| INSTRUCTIONS TO FOLLOW |
Transcribe the passage of the article on iron that starts with "Graham Butler, BSc, CNPA, RH" and goes on through "and whole grains.".

| PAGE EXCERPT |
★ ★ ★ ★ ★ ★ ★

Graham Butler, BSc, CNPA, RH
Iron is a mineral most of us are familiar with. Not surprising, given that iron deficiency is often associated with fatigue, a common and inconvenient factor in modern life.
Iron is a mineral most of us are familiar with. Not surprising, given that iron deficiency is often associated with fatigue, a common and inconvenient factor in modern life. From a nutritional viewpoint, iron is an essential trace mineral in the human diet. Dietary sources include red meat, liver, shellfish, sardines, beans, peas, lentils, and whole grains.
Putting Iron to Work
Your body needs iron to produce hemoglobin and myoglobin. Hemoglobin is the oxygen-carrying pigment in blood cells. Myoglobin is the pigment that stores oxygen in muscle cells. Iron also has a role in the function of several enzymes where it's involved in oxygen uptake facilitating the conversion of oxygen to energy in blood cells. Adult bodies contain approximately 4.5 grams of iron. About 60 to 70 percent of which is contained in hemoglobin, 3 percent in myoglobin, and the remainder is stored in various organs including the liver, spleen, kidney, and bone marrow as ferritin, hemosiderin, and siderophilin.

★ ★ ★ ★ ★ ★ ★

[Items drawn from a data source]

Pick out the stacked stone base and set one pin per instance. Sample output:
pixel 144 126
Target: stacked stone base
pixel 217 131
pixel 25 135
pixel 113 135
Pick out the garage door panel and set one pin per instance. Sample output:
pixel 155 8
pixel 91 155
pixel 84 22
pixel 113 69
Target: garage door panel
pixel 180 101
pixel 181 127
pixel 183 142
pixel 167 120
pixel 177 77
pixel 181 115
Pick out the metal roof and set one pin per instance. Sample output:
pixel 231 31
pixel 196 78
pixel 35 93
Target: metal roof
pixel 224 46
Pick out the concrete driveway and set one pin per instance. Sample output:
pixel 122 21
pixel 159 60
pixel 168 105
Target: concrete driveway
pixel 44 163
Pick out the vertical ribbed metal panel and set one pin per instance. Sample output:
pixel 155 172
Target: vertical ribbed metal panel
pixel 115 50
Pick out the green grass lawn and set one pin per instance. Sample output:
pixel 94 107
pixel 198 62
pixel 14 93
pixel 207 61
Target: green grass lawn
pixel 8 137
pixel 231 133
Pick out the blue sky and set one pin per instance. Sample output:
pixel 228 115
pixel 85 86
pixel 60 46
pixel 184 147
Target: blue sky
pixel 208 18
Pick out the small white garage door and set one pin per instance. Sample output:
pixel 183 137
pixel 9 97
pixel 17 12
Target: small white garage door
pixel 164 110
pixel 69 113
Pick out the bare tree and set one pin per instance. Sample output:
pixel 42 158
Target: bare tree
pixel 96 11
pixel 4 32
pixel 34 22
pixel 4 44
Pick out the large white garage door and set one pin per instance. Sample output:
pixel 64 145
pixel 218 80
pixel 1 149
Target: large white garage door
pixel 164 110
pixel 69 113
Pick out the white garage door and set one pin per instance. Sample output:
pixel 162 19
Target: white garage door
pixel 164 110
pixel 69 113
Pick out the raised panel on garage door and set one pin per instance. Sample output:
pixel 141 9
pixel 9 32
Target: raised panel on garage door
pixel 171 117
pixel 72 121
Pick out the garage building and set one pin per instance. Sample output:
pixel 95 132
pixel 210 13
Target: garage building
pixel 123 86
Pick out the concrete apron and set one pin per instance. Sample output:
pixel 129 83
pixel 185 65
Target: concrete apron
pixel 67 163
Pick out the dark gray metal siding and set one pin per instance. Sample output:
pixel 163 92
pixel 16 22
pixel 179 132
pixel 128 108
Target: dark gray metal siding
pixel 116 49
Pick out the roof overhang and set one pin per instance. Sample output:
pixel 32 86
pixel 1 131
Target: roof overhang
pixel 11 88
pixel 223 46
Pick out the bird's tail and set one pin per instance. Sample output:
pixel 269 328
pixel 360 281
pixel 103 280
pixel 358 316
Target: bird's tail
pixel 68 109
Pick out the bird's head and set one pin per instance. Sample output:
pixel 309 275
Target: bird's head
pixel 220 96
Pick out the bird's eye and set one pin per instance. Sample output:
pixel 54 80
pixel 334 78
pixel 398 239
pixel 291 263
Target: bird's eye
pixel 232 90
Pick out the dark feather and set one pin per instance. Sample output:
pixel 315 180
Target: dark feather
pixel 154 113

★ ★ ★ ★ ★ ★ ★

| EXERCISE RESULT |
Graham Butler, BSc, CNPA, RH
Iron is a mineral most of us are familiar with. Not surprising, given that iron deficiency is often associated with fatigue, a common and inconvenient factor in modern life.
Iron is a mineral most of us are familiar with. Not surprising, given that iron deficiency is often associated with fatigue, a common and inconvenient factor in modern life. From a nutritional viewpoint, iron is an essential trace mineral in the human diet. Dietary sources include red meat, liver, shellfish, sardines, beans, peas, lentils, and whole grains.